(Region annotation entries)
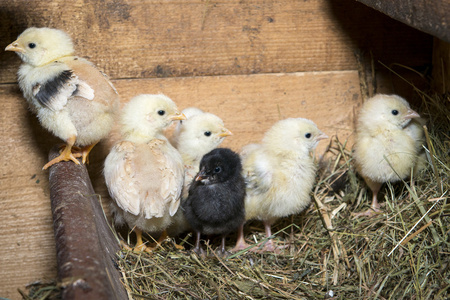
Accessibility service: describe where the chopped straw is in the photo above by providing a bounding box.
[22,68,450,299]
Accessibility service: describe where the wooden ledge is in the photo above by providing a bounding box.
[49,148,128,300]
[357,0,450,43]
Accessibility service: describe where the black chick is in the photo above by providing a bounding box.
[182,148,245,255]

Set exercise: Copy out all of these lines word for word, without the pictures.

Problem solution:
Accessibility service: describe where the chopped straw is in the photo above by providing a bounding box.
[22,68,450,299]
Accessibility service: describe where the wooden ledge is in the photo above by providing a bounding box.
[49,148,128,300]
[357,0,450,43]
Accessibility service: describe where the black chick is in the photo above by providing a bounding box.
[182,148,245,255]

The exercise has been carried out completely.